-------- Record set

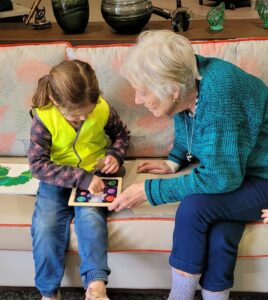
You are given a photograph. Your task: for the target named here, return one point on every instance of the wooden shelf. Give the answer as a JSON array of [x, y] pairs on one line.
[[101, 33]]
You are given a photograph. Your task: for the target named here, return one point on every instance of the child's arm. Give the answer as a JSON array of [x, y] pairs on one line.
[[119, 136], [46, 170], [265, 215]]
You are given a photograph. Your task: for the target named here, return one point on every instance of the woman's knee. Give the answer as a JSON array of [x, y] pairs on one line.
[[193, 207]]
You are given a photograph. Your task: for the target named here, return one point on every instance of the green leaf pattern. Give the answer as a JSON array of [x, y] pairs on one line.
[[5, 180]]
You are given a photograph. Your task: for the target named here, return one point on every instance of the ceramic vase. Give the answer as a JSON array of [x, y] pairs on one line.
[[261, 7], [215, 17], [126, 16], [71, 15]]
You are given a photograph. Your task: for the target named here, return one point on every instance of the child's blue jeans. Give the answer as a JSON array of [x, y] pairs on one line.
[[208, 229], [50, 238]]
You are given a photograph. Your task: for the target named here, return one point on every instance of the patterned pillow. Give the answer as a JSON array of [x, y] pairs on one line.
[[21, 67]]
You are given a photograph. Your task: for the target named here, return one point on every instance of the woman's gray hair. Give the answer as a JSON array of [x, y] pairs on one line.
[[161, 61]]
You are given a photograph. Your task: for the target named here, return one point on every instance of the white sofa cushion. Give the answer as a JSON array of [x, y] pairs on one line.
[[143, 229], [21, 67]]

----------------

## Exercise aim
Give the lines from the one containing "the child's arm." through the end of the entries again, exactly as written and with no other lines.

## Solution to the problem
You are given a photograph. Your task: for the target named here, return one point on every instance of the child's arm. Give the answer as a JSON array of [x, y] pairs on one line.
[[119, 136], [46, 170], [265, 215]]
You are given a photograph. Your task: for the target named here, return one point on every instance of the woman's knee. Give the answer as a JSON array of [x, y] pairs on one line.
[[193, 207]]
You are given a photograph. Your task: for the target named here, return one point on every instance of the green leaf pattern. Give the answer as a JSON array of [x, y] pairs on one line.
[[5, 180]]
You are given a photograph. Your task: for the target named here, return one point on every instance of the ceramic vase. Give the answer as a JSON array of [x, y] pairs on one line.
[[261, 7], [215, 17], [126, 16], [71, 15]]
You are given a photograph. Your task: for the target named here, return one point on every instance of the child's blue jeans. Give the answer as a JSON array of [x, y] pairs on one line.
[[208, 229], [50, 238]]
You are given a photograph. Your task: for the target named here, return one point on every instance of the patterned pillow. Give the answer as a JSON array of [x, y] pairs on one line.
[[21, 67]]
You are given a photograph. Your task: for the target named here, return one point on every instance of the woman's gray hair. Give the answer as a JSON array of [x, y] pairs on one line.
[[161, 61]]
You are given a photograph. Your task: for the target named here, return one point on every instance of the white sofa cushion. Give the answer as a JSON array of [x, y] pairs on one line.
[[143, 229], [21, 67]]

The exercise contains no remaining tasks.